The task -> What is needed here is an exact copy of all the entries below.

Material to process ->
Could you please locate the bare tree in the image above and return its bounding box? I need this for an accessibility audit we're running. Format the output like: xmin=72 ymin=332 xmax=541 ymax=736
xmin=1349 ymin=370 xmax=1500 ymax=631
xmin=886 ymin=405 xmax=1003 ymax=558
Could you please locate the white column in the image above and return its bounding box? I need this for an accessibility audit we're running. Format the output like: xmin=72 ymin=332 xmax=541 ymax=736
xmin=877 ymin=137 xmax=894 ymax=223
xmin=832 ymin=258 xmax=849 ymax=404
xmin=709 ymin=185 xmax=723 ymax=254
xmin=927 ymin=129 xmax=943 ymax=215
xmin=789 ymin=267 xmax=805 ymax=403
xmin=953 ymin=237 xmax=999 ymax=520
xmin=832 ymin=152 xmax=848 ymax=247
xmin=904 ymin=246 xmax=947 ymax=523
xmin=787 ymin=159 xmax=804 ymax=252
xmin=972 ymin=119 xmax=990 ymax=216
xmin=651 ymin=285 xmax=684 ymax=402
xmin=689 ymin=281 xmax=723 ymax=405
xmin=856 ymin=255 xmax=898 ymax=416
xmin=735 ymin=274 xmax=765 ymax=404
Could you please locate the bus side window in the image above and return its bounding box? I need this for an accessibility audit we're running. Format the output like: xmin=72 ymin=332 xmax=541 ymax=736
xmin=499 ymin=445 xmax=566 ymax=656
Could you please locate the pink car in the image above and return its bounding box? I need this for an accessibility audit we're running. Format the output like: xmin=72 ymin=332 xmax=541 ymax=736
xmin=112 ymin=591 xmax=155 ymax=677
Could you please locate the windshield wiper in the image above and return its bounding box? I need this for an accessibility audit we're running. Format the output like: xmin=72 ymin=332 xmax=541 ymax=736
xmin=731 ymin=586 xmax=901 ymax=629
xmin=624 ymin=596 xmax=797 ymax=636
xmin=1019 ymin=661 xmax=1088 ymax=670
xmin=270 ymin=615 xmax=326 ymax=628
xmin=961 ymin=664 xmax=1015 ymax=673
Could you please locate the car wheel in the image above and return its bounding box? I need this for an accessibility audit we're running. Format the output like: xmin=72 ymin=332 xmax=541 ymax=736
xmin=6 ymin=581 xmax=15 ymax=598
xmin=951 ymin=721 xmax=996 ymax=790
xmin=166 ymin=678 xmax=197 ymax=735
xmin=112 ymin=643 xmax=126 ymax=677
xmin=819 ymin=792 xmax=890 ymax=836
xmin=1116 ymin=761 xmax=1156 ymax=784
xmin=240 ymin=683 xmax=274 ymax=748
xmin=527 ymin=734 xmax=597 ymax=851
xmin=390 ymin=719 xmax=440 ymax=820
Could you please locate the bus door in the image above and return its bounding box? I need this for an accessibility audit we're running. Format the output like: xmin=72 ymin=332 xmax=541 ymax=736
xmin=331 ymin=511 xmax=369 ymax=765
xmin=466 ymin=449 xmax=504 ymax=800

Written reply ->
Could you please locate the bare tree in the image above and return its bounding box? I need this for an accessibility audit we're running. Format the output like: xmin=72 ymin=332 xmax=541 ymax=736
xmin=1349 ymin=370 xmax=1500 ymax=631
xmin=886 ymin=405 xmax=1003 ymax=558
Could you please locate the white column in the image above and return its bounding box? I need this for an accessibility audit we're running. Format the output like: xmin=72 ymin=332 xmax=541 ymax=736
xmin=877 ymin=137 xmax=894 ymax=223
xmin=832 ymin=258 xmax=849 ymax=404
xmin=709 ymin=185 xmax=723 ymax=254
xmin=927 ymin=129 xmax=943 ymax=215
xmin=789 ymin=267 xmax=805 ymax=403
xmin=953 ymin=237 xmax=999 ymax=520
xmin=832 ymin=152 xmax=848 ymax=247
xmin=904 ymin=246 xmax=947 ymax=523
xmin=787 ymin=159 xmax=804 ymax=252
xmin=972 ymin=119 xmax=990 ymax=216
xmin=651 ymin=285 xmax=684 ymax=402
xmin=689 ymin=281 xmax=723 ymax=405
xmin=856 ymin=255 xmax=898 ymax=416
xmin=735 ymin=274 xmax=765 ymax=404
Could you please locate the bus side window in the image above and return its bounding box? I need this for an accessibility audit we're running. Format the output like: xmin=72 ymin=332 xmax=541 ymax=736
xmin=499 ymin=445 xmax=566 ymax=656
Could you please locate the pink car in the image above and return its bounding box? I need this for an accessibility audit we're running. Format the output like: xmin=72 ymin=332 xmax=541 ymax=736
xmin=112 ymin=591 xmax=155 ymax=677
Could you please locate the windshield wiper in the image above and return its bounding box? I need this for an accessibility audit we're running. Format the output like: xmin=72 ymin=332 xmax=541 ymax=736
xmin=731 ymin=586 xmax=901 ymax=629
xmin=624 ymin=596 xmax=797 ymax=636
xmin=1019 ymin=661 xmax=1088 ymax=670
xmin=270 ymin=615 xmax=326 ymax=628
xmin=961 ymin=664 xmax=1015 ymax=673
Could you please locate the car wheel in the image above and return its bounding box? I need this for an accessibility audit we're running. Format the output like: xmin=72 ymin=332 xmax=541 ymax=736
xmin=6 ymin=581 xmax=15 ymax=598
xmin=951 ymin=721 xmax=996 ymax=790
xmin=166 ymin=678 xmax=197 ymax=735
xmin=112 ymin=643 xmax=126 ymax=677
xmin=819 ymin=792 xmax=890 ymax=836
xmin=1116 ymin=761 xmax=1156 ymax=784
xmin=240 ymin=683 xmax=274 ymax=748
xmin=527 ymin=734 xmax=597 ymax=851
xmin=390 ymin=719 xmax=440 ymax=820
Could you please locate the bus door in the image above and return its bounding box? I need this for an accessibility audit we're running. Format the output like: xmin=72 ymin=332 xmax=541 ymax=736
xmin=331 ymin=511 xmax=369 ymax=765
xmin=466 ymin=449 xmax=504 ymax=800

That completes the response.